**Description of the task:**
Only lines that contain the string "every" should be returned from the material below.
───── Dataset records
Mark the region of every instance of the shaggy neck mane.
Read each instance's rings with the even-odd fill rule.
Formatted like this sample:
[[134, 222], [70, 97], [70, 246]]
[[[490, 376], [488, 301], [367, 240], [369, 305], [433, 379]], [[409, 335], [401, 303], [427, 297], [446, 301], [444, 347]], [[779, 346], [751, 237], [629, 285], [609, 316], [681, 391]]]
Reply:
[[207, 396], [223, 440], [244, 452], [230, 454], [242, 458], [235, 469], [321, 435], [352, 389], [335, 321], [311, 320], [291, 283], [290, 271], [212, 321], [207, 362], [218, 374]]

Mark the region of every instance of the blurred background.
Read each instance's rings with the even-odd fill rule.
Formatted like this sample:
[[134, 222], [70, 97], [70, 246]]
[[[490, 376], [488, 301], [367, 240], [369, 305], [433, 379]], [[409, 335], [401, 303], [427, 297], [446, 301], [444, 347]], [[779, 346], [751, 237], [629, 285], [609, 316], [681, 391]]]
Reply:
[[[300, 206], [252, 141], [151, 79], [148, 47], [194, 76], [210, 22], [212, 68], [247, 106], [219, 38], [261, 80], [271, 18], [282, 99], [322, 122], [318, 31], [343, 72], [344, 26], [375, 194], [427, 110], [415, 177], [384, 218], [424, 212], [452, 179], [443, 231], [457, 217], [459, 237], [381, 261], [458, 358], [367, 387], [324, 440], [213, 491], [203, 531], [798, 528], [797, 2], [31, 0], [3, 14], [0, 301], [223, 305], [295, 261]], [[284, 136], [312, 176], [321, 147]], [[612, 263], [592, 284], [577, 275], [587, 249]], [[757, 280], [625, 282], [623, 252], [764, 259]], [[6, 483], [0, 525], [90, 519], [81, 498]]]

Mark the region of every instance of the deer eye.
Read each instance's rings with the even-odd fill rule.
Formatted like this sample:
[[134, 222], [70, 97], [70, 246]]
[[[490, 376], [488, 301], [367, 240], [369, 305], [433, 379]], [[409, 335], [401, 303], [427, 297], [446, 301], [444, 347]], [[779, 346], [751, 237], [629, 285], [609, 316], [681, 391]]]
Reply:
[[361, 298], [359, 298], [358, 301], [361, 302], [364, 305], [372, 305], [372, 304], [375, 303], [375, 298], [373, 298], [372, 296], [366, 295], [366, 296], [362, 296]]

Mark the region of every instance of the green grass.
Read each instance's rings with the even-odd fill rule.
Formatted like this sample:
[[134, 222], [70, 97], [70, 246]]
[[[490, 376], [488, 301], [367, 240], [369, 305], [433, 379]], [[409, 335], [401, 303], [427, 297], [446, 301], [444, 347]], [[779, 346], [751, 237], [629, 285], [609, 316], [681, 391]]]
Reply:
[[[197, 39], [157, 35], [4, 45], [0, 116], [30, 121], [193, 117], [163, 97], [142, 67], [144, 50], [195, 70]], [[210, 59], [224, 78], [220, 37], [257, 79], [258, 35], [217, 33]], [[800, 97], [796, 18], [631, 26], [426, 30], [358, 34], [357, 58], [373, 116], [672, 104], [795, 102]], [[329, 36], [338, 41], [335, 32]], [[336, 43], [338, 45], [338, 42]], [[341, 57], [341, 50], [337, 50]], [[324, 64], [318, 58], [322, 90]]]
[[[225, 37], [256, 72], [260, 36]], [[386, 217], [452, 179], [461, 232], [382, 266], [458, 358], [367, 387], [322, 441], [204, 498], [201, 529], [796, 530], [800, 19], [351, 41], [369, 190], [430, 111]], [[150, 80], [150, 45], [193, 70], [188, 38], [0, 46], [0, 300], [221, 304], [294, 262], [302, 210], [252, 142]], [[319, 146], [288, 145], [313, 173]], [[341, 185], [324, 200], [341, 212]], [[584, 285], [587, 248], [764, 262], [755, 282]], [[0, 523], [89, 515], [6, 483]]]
──────────
**Solution for this problem:**
Mark the region of every instance of the shaggy neck mane.
Mark the region of every instance of the blurred background.
Mark the region of every instance of the deer eye.
Mark the region of every instance of the green grass.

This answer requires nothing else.